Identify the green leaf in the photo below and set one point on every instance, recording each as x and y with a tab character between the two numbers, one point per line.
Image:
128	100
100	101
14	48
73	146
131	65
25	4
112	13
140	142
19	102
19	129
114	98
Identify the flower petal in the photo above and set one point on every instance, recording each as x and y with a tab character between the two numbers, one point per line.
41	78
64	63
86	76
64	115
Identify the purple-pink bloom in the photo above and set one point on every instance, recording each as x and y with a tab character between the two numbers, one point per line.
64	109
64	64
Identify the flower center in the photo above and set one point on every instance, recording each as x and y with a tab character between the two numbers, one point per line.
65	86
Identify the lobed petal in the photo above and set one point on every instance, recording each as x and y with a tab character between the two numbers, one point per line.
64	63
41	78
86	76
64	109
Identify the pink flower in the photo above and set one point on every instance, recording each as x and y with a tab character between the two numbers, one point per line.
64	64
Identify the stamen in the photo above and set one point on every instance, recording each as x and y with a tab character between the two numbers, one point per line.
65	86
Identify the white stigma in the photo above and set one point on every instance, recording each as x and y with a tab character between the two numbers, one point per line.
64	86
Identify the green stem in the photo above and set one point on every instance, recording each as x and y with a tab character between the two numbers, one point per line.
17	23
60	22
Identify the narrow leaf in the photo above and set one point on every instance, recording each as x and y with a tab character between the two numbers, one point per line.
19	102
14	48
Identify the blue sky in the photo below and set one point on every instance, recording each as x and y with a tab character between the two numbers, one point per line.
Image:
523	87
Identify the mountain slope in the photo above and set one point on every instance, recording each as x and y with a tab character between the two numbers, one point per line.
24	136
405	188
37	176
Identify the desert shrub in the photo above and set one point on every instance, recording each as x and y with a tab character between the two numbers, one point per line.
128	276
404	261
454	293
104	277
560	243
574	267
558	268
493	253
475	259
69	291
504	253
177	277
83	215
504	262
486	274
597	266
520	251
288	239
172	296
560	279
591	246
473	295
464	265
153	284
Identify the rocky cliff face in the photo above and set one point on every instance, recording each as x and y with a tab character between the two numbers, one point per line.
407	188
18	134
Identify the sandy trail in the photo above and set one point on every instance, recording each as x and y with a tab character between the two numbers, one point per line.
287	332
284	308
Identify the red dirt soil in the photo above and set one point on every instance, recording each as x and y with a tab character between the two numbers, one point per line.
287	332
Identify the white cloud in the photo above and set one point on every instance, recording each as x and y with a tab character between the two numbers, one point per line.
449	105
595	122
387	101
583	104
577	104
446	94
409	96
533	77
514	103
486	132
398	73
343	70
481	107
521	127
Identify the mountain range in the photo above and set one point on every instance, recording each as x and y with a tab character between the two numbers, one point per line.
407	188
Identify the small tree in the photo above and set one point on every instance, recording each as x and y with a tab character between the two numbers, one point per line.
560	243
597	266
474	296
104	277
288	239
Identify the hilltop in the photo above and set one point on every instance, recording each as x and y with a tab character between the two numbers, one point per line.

GIVEN TASK: Reproduce all of the entries word for word.

THE ANSWER:
Identify the green leaf in the photo below and set one point on every instance, recording each as x and y with a tab character between the two numbers, one point per line.
Image:
128	100
100	101
14	48
73	146
131	65
25	4
112	13
140	142
19	102
19	129
114	98
Identify the flower petal in the photo above and set one point on every instance, recording each as x and y with a tab character between the two numbers, one point per line.
41	78
64	63
86	76
64	115
Identify the purple-pink bloom in the photo above and set one point on every instance, recording each as x and y with a tab character between the two numbers, one point per line.
64	109
64	64
Identify the flower center in the photo above and set one point on every instance, recording each as x and y with a tab character between the two numbers, one point per line.
65	86
Identify the lobed petal in the photo above and set one point on every instance, recording each as x and y with a tab character between the two numbers, one point per line.
64	63
41	78
86	76
64	109
Identify the pink flower in the photo above and set one point on every instance, recording each as x and y with a tab character between the two numbers, one point per line.
64	64
Identify the stamen in the photo above and set one point on every instance, recording each as x and y with a tab character between the two numbers, one point per line.
65	86
Identify the white stigma in the photo above and set one point on every instance, recording each as x and y with a tab character between the two numbers, one point per line.
64	86
Identify the green stem in the photo above and set one point on every instance, recording each as x and y with a tab character between the two numbers, one point per line.
17	23
60	22
Identify the narrow leaf in the photo above and set one point on every instance, recording each as x and y with a tab character between the two numbers, one point per line.
19	102
14	48
Identify the blue sky in the photo below and set one point on every instance, recording each as x and y with a tab character between the two numbers, one point per line.
Image:
523	87
Identify the mountain slope in the photo above and set one point on every instance, recording each as x and y with a tab character between the two numbers, one point per line.
24	136
405	188
37	176
Identify the desert shrub in the photo above and set one point on every instance, recording each as x and y with a tab character between the two numbers, one point per line.
128	276
404	261
454	293
104	277
560	243
574	267
558	268
493	253
475	259
69	291
504	253
177	277
83	215
504	262
486	274
597	266
520	251
288	239
172	296
560	279
591	246
473	295
464	265
153	284
Identify the rocky cliff face in the photo above and set one point on every instance, recording each as x and y with a tab character between the two numbers, one point per line.
407	188
18	134
Identify the sandy trail in the photo above and set one point on every instance, recording each as x and y with a tab character between the two numbers, one point per line.
287	332
284	308
Identify the red dirt soil in the photo above and set one point on every instance, recording each as x and y with a tab character between the two numbers, one point per line.
287	332
Identify the white cloud in the photo above and set one point on every instance, recording each as x and y with a tab character between the two numbers, one point per line.
449	105
595	122
387	101
583	104
577	104
446	94
409	96
533	77
514	103
486	132
398	73
343	70
481	107
521	127
Identify the mountain range in the photo above and set one point on every instance, recording each as x and y with a tab character between the two numbers, one point per line.
407	188
Identify the small tree in the photo above and set one point on every instance, recording each as x and y with a tab character between the two numbers, one point per line.
560	243
597	266
474	296
104	277
288	239
Identify the hilltop in the photo above and set one point on every instance, recording each as x and y with a tab character between the two numbers, one point per line.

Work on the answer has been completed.